Directive 1 >>
Present the extracted records as a Markdown table with columns "Row" and "Line", leaving out blank lines. Begin at the line that contains "Category: corroded metal texture", and stop after the line that contains "(1146, 569)".

Page extract >>
------------------------------------

20 Mar, 2020 - 00:03 0 Views
Price increases hit consumers Basic commodities have recorded significant increases since the beginning of the year

eBusiness Weekly

Kiyara Matambanadzo
Prices of basic commodities have continued to rise, with sharp increases notable over the past month that reflect recent surges in the foreign currency exchange rate both on the official interbank market and the parallel market.

Basic commodities such as roller meal, cooking oil, rice, sugar, salt, flour, bread, milk and eggs have recorded significant increases since the beginning of the year, but particularly over the last couple of weeks.

The situation has resulted in a reduction in the standard of living as the prices of goods and services have increased in a way that is not in tandem with consumers’ disposable incomes which have been eroded by inflation.

Zimbabweans are struggling to cope with the seemingly runaway inflation as the parallel market rate continues to climb and the average person fails to adjust to the sudden price hikes as unemployment is widespread while those employed are earning salaries that are not in tandem with the inflation rate.

The country’s annual rate of inflation stood at 540,16 percent for the month of February, according to latest figures by the Zimbabwe National Statistical Agency (ZimStats). On a month-on-month basis, local prices of goods and services rose by 13,52 percent during the same period compared to 2,23 percent during the previous month.

The increase in the prices of goods and services is largely attributable to movement in the foreign currency exchange rate.

The forex rate on the interbank market has this week moved from around 18 to the US dollar to around 24,5.

The parallel market rate is at around 40 to the US dollar from around 28, last month.

Confederation of Retailers Zimbabwe (CRZ) president Denford Mutashu told Business Weekly that most businesses are using the parallel market forex rate to hedge against hyperinflationary pressures in the economy.

He explained that future pricing trends, whether upwards or downwards will be influenced by the availability or otherwise of foreign currency.

“The major stabiliser to a currency is production and sustained export growth.

The informal structure of the economy remains an Achilles heel and a bedrock for black market activities to thrive while threatening the existence of formal businesses,” he said.

Last month, TM Pick and Pay, for example, priced 2kg rice at $48,99, a litre of milk at $23,99, a 2kg sugar at $44,99, a loaf of bread at $21,00 and a crate of eggs at $109,00.

------------------------------------

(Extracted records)
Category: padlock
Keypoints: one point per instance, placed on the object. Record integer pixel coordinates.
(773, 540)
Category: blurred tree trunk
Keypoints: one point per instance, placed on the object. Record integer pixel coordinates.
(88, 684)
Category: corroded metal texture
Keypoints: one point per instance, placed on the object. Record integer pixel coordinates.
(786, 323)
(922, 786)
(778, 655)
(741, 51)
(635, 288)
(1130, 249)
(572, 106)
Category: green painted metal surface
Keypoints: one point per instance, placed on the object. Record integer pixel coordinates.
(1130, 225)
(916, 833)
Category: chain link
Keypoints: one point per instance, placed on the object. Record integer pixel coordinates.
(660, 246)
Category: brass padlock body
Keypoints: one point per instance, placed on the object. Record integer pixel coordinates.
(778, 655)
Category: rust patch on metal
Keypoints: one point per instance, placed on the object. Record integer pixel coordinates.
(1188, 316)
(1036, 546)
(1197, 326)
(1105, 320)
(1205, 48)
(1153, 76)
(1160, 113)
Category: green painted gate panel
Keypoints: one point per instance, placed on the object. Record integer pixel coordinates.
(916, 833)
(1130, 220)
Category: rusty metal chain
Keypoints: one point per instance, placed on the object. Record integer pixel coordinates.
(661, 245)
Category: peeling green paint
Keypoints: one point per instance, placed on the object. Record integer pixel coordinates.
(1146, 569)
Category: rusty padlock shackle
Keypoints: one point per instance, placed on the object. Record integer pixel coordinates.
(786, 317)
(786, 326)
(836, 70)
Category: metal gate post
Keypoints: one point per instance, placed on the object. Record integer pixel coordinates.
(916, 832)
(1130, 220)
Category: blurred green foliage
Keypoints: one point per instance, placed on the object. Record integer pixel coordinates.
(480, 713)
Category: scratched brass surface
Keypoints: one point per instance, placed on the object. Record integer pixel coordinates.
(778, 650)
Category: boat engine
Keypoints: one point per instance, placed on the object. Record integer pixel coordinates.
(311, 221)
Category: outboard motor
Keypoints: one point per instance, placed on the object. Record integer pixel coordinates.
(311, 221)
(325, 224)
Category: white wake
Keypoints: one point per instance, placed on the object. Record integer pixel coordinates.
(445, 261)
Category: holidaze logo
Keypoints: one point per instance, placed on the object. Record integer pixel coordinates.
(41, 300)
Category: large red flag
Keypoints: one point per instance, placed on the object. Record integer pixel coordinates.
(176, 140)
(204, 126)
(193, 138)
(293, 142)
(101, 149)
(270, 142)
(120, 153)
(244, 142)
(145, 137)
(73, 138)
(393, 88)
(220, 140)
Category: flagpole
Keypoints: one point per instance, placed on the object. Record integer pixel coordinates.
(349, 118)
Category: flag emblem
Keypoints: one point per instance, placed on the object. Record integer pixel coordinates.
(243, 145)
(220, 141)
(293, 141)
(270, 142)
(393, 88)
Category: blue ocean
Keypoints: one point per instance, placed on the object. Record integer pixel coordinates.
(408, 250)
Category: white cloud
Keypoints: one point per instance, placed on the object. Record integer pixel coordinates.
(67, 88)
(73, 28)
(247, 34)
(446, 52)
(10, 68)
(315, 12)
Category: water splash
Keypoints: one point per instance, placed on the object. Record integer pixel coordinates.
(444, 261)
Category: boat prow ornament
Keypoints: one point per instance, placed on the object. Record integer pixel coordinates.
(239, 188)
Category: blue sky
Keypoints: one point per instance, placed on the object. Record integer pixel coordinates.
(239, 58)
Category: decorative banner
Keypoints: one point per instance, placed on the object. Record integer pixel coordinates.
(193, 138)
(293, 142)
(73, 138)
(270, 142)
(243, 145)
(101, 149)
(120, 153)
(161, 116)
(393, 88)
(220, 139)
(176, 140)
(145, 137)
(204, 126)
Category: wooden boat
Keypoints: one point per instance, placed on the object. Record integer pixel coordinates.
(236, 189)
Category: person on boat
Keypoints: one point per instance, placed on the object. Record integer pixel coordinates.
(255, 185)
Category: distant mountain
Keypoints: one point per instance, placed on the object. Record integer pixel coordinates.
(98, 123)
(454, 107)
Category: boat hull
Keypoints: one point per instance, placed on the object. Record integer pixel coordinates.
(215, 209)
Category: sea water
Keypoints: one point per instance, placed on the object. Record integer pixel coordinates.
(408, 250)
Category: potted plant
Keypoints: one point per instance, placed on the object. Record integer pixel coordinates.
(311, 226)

------------------------------------

Directive 2 >>
Carry on the article about rising commodity prices in Zimbabwe from where it stops.

Task answer 1 >>
| Row | Line |
|---|---|
| 1 | Category: corroded metal texture |
| 2 | Keypoints: one point per instance, placed on the object. Record integer pixel coordinates. |
| 3 | (786, 323) |
| 4 | (922, 786) |
| 5 | (778, 655) |
| 6 | (741, 51) |
| 7 | (635, 288) |
| 8 | (1130, 249) |
| 9 | (572, 106) |
| 10 | Category: green painted metal surface |
| 11 | Keypoints: one point per instance, placed on the object. Record integer pixel coordinates. |
| 12 | (1130, 225) |
| 13 | (916, 833) |
| 14 | Category: chain link |
| 15 | Keypoints: one point per instance, placed on the object. Record integer pixel coordinates. |
| 16 | (660, 246) |
| 17 | Category: brass padlock body |
| 18 | Keypoints: one point per instance, placed on the object. Record integer pixel coordinates. |
| 19 | (778, 655) |
| 20 | Category: rust patch on metal |
| 21 | Keypoints: one point per instance, placed on the object. Record integer pixel coordinates. |
| 22 | (1188, 316) |
| 23 | (1036, 546) |
| 24 | (1197, 326) |
| 25 | (1105, 320) |
| 26 | (1205, 48) |
| 27 | (1153, 76) |
| 28 | (1160, 113) |
| 29 | Category: green painted gate panel |
| 30 | Keypoints: one point per instance, placed on the object. Record integer pixel coordinates. |
| 31 | (916, 833) |
| 32 | (1130, 220) |
| 33 | Category: rusty metal chain |
| 34 | Keypoints: one point per instance, placed on the object. Record integer pixel coordinates. |
| 35 | (661, 245) |
| 36 | Category: peeling green paint |
| 37 | Keypoints: one point per instance, placed on the object. Record integer pixel coordinates. |
| 38 | (1146, 569) |

Task answer 2 >>
However, prices of basic commodities have increased sharply since then.

In the same retail shop, 2kg rice is
now priced at up to$69,99, a litre of milk at $33,99, 2kg sugar at $65,99, a loaf of bread at $26,99, a crate of 30 eggs at $114,99
and 2 litres cooking oil is currently priced at $117,99 from $79,99 in February
2020.

In December, the price of mealie meal stood at $115,00 until the Government stepped in to subsidise mealie meal to $50,00 per 10kg bag, but last month increased the price to $70.

However, subsidised roller meal is in short supply and consumers are forced to turn to retailers such as TM Pick and Pay, where it is priced high with 10kg Parlenta going for $229,99.

Mealie meal still continues to be scarce in the market due to corruption in the distribution channels and absence of the green harvests which have increased demand for mealie meal in the country.

Zimbabweans continue to voice their distress at the uncompromising price hikes that haven’t been accompanied by adjustments to their salaries as the rate increases every day.

The scarcity and fluctuating pricing of goods are contributing to the already dangerous levels of food insecurity in Zimbabwe.

In December 2019 the World Food Program announced it would be expanding its operation as 7,7 million people or half the Zimbabwean population was exposed to severe hunger.

The periodic price hikes and unavailability of basic commodities are threatening to plunge more and more Zimbabweans under serious threat.

Government is, however, working to stabilise inflation through a number of measures.

The Reserve Bank of Zimbabwe (RBZ) is on record saying that it expects the country’s year-on-year inflation rate to fall to 50 percent by the end of the year.